(TEXT FOR ANALYSIS begins)
# Best fish to buy for school in community tank?



## paytheplayer (Jun 24, 2008)

I was just curious what the best fish are to get a school of, say about 6 in a community tank. I have a 110 gallon. I have 2 neons already, but since it's common for them to carry diseases I didn't know if I should finish a school of them or get something else. I was thinking about cardinals, but I just read somebody else's thread saying that his do not schoal together.

Any ideas?


----------



## willow (Sep 9, 2006)

hi
my neons stay together at times,and sometimes they swim in pairs,
most fish will only group if they feel threatened.
my tager barbs stayed together for the most part,bickering amoungst
each other,my odessa barbs look nice in a group as did the ticto barbs.
any chance of a hostital tank ? you could get the neons.keep them
in there ,then introduce them at a later date.


----------



## jeaninel (Aug 24, 2007)

Rummynose tetra!!


----------



## catfishtabbi (Nov 10, 2008)

hi. its been some time since you postef this question so i hope this will help some way. neons stay together best when purchased together- i replaced 2 of my six and they did not join the school however sarpae tetras may be inseperable and what a nice color.seems like the largest looks around the plant then if alls clear he'll give the ok then they'll all move together.redeye tetras are good too my 3 form a single file line at the top back like a border.


----------



## cerianthus (Jul 13, 2008)

Tou have 110 G tank. Why not add 20 or 30 Cardinals/Rummy Nose at one time provided that your tank is well established and you monitor the water quality thereafter for few days. It would look awsome in the tank, especially well planted Dutch AQ.


----------



## KarlS (Feb 19, 2008)

Congo Tetras, really nice and they get to be a good size...


----------



## pbguy (Nov 30, 2008)

preacox rainbows amazing in color and from what i have seen in my tank they the school


----------
(TEXT FOR ANALYSIS ends)
-- TASK OBJECTIVE --
In two sentences, summarize the thread about schooling fish for a community tank.
(GIVEN RECORDS begins)
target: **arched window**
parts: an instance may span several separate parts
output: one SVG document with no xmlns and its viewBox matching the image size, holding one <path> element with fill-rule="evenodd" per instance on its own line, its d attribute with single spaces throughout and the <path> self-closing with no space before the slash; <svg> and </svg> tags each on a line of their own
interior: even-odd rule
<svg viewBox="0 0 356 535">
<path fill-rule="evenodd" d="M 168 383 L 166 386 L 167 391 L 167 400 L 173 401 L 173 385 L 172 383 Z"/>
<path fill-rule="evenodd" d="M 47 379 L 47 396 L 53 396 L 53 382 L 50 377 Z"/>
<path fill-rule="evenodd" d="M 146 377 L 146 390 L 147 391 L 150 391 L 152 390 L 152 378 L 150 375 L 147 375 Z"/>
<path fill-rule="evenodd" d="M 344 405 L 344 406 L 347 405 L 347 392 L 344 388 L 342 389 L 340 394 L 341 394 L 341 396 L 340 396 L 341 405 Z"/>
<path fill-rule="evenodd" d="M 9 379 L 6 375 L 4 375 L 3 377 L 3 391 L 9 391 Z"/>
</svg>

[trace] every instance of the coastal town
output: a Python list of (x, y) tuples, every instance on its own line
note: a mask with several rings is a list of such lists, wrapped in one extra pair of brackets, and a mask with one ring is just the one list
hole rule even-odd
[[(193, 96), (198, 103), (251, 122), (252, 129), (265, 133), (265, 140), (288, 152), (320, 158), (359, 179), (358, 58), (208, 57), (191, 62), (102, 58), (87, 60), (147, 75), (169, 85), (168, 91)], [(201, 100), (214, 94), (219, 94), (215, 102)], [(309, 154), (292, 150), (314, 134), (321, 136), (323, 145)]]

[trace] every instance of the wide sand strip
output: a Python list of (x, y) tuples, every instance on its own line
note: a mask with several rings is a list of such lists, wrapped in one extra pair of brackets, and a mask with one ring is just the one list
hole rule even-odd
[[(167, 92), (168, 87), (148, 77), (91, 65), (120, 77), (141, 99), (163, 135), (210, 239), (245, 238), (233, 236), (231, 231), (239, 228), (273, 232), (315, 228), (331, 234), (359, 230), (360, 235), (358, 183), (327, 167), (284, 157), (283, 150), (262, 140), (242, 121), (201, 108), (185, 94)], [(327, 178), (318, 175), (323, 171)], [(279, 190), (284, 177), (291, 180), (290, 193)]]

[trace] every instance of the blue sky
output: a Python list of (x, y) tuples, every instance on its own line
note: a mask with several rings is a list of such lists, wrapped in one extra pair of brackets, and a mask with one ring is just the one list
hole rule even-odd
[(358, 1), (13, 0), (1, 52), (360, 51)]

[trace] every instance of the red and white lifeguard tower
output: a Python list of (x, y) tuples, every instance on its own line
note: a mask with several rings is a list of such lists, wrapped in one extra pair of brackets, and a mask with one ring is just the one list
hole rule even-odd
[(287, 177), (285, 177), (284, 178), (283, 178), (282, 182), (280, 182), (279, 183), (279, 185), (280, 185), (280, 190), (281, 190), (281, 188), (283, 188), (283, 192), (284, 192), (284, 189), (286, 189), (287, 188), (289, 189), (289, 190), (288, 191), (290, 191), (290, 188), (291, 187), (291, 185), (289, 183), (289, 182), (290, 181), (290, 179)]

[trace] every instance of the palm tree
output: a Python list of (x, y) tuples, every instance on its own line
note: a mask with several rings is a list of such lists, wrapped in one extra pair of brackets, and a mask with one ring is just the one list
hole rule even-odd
(GIVEN RECORDS ends)
-- EXERCISE OUTPUT --
A poster with a 110-gallon tank and two neons asks which fish are best for a school of about six, unsure whether to add more neons because they commonly carry diseases. Replies suggest rummynose tetras, redeye tetras, Congo tetras and several kinds of barbs, and one reply proposes keeping new neons in a hospital tank before adding them while another recommends adding 20 or 30 cardinals or rummynoses at once.